───── Ausgangstext

Die Rede ist von Ibn Al Scheich Al Libi, dessen unter Folter erzwungene Aussagen bezüglich der vermeintlichen Verbindungen zwischen dem Al-Kaida-"Netzwerk" Osama Bin Ladens und der Baath-Regierung Saddam Husseins eine entscheidende Rolle bei der Begründung des angloamerikanischen Einmarsches im März 2003 in den Irak spielten. Erst vor kurzem haben Mitarbeiter von der New Yorker Menschenrechtsorganisation Human Rights Watch (HRW) entdeckt, daß sich diese Schlüsselfigur bei der propagandistischen Verwandlung der Jagd auf die Hintermänner der Flugzeuganschläge vom 11. September 2001 in einen "globalen Antiterrorkrieg", der mit Afghanistan seinen Anlauf nahm, sich auf den Irak erstreckte, niemals enden und zu weiteren "Regimewechseln" in sogenannten "Schurkenstaaten" führen sollte, seit Anfang 2006 in einem libyschen Gefängnis befand.

──────────

**Aufgabe**
Beantworte die folgenden Fragen anhand des Textes über Ibn Al Scheich Al Libi.
1. In welchem Monat und Jahr fand der angloamerikanische Einmarsch in den Irak statt?
2. Mitarbeiter welcher Organisation entdeckten, wo sich Al Libi befand?
3. Seit wann befand sich Al Libi in einem libyschen Gefängnis?

───── Datensätze

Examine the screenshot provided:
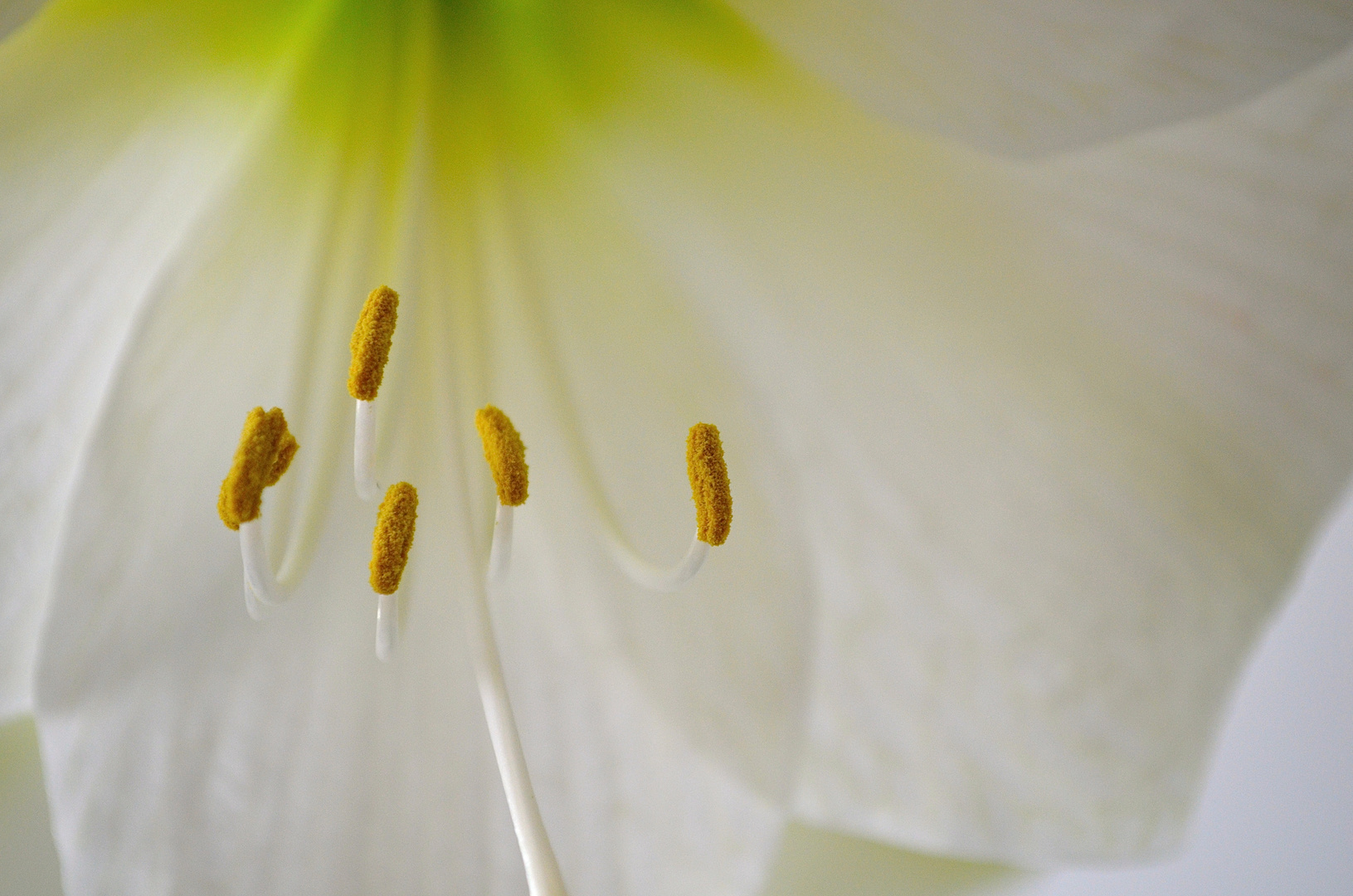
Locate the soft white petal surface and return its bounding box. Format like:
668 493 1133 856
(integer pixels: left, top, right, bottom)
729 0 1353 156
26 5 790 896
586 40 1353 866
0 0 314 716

──────────

**Lösung**
1. Im März 2003.
2. Mitarbeiter der New Yorker Menschenrechtsorganisation Human Rights Watch (HRW).
3. Seit Anfang 2006.